- [TASKS]:
[1] Reproduce a passage from the JOIN documentation below. Begin at the words "Typically, the data" and stop after "on those projects.".
[2] According to the JOIN documentation below, what is a JOIN clause a sub-clause of?
[3] Extend the JOIN documentation below, picking up right after its final sentence.

- [SELECTED EXTRACT]:
Categories:
Query Syntax

JOIN

A JOIN clause is a sub-clause of a FROM clause.

A JOIN operation combines rows from two tables (or other sources, such as views or table functions) to create a new combined row that can be used in the query.

Typically, the data in the two tables is related in some way. For example, one table might hold information about projects, and one table might hold information about the employees working on those projects.

The two tables usually contain one or more columns in common so that the rows in one table can be associated with the corresponding rows in the other table. For example, each row in the projects table might have a unique project ID number, and each row in the employees table might include the ID number of the project that the employee is currently assigned to.

The JOIN clause specifies (explicitly or implicitly) how to relate rows in one table to the corresponding rows in the other table, typically by referencing the common column(s), such as project ID.

Syntax

Use one of the following:

SELECT ...
FROM <object_ref1> [
                     {
                       INNER
                       | { LEFT | RIGHT | FULL } [ OUTER ]
                     }
                   ]
                   JOIN <object_ref2>
  [ ON <condition> ]
[ ... ]
SELECT *
FROM <object_ref1> [
                     {
                       INNER
                       | { LEFT | RIGHT | FULL } [ OUTER ]
                     }
                   ]
                   JOIN <object_ref2>
  [ USING( <column_list> ) ]
[ ... ]
SELECT ...
FROM <object_ref1> [
                     {
                       | NATURAL [ { LEFT | RIGHT | FULL } [ OUTER ] ]
                       | CROSS
                     }
                   ]
                   JOIN <object_ref2>
[ ... ]

JOIN

The semantics of joins are as follows (for brevity, this topic uses o1 and o2 for object_ref1 and object_ref2, respectively):

Join Type Semantics
o1 INNER JOIN o2 For each row of o1, a row is produced for each row of o2 that matches according to the ON condition subclause. (Note that you can also use a comma to specify an inner join. For an example, see the examples section below.) If you use INNER JOIN without the ON clause (or if you use comma without a WHERE clause), the result is the same as using CROSS JOIN: a cartesian product (every row of o1 paired with every row of o2).
o1 LEFT OUTER JOIN o2 The result of the inner join is augmented with a row for each row of o1 that has no matches in o2. The result columns referencing o2 contain null.
o1 RIGHT OUTER JOIN o2 The result of the inner join is augmented with a row for each row of o2 that has no matches in o1. The result columns referencing o1 contain null.
o1 FULL OUTER JOIN o2 Returns all joined rows, plus one row for each unmatched left side row (extended with nulls on the right), plus one row for each unmatched right side row (extended with nulls on the left).

- [EXCERPTED RECORDS]:
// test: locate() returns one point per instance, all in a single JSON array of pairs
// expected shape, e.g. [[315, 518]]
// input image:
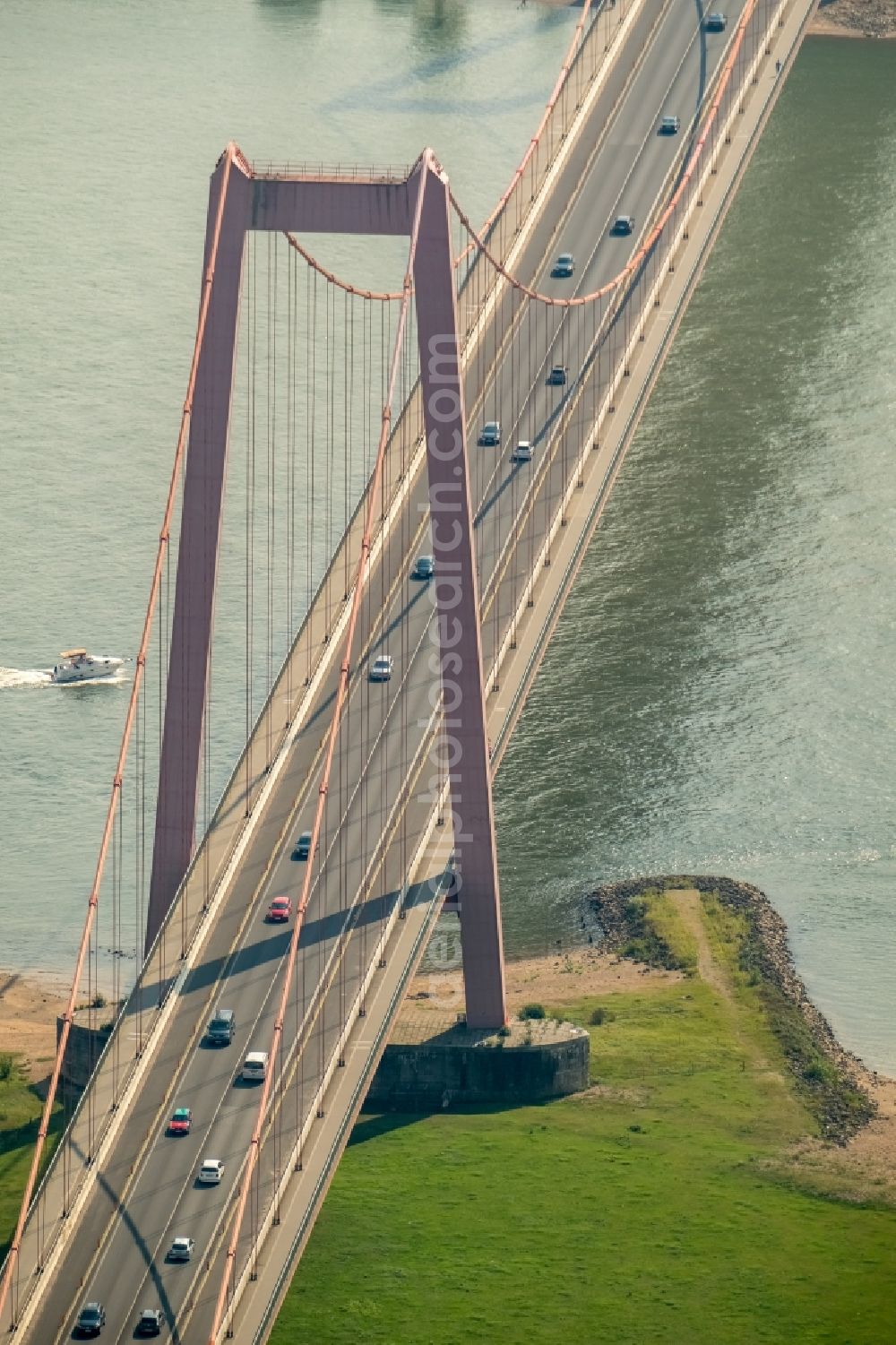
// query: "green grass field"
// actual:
[[644, 1211], [19, 1117]]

- [ANSWERS BELOW]:
[1]
Typically, the data in the two tables is related in some way. For example, one table might hold information about projects, and one table might hold information about the employees working on those projects.

[2] A FROM clause.

[3]
o1 CROSS JOIN o2 For every possible combination of rows from o1 and o2 (i.e. Cartesian product), the joined table contains a row consisting of all columns in o1 followed by all columns in o2. A CROSS JOIN cannot be combined with an ON condition clause. However, you can use a WHERE clause to filter the results.
o1 NATURAL JOIN o2 A NATURAL JOIN is identical to an explicit JOIN on the common columns of the two tables, except that the common columns are included only once in the output. (A natural join assumes that columns with the same name, but in different tables, contain corresponding data.) See the Examples section below for some examples. A NATURAL JOIN can be combined with an OUTER JOIN. A NATURAL JOIN cannot be combined with an ON condition clause because the JOIN condition is already implied. However, you can use a WHERE clause to filter the results.

Default: INNER JOIN

If the word JOIN is used without specifying INNER or OUTER, then the JOIN will be an inner join.

ON condition

A boolean expression that defines the rows from the two sides of the JOIN that are considered to match, for example:

ON object_ref2.id_number = object_ref1.id_number

Conditions are discussed in more detail in the WHERE clause.

The ON clause is prohibited for CROSS JOIN.

The ON clause is unnecessary (and prohibited) for NATURAL JOIN; the join columns are implied.

For other joins, the ON clause is optional. However, omitting the ON clause results in a cartesian product (every row of object_ref1 paired with every row of object_ref2). A cartesian product can produce a very large volume of output, almost all of which consists of pairs of rows that aren’t actually related; this consumes a lot of resources and is often a user error.

USING( <column_list> )

A list of columns in common between the two tables being joined; these columns are used as the join columns. The columns must have the same name and meaning in each of the tables being joined.

For example, suppose that the SQL statement contains:

... o1 JOIN o2
    USING (key_column)

In the simple case, this would be equivalent to:

... o1 JOIN o2
    ON o2.key_column = o1.key_column

To use the USING clause properly, the projection list (the list of columns and other expressions after the SELECT keyword) should be “*”. This allows the server to return the key_column exactly once. If the key column is referenced more than once, the query results might be unexpected. For examples of standard and non-standard usage, see the examples below.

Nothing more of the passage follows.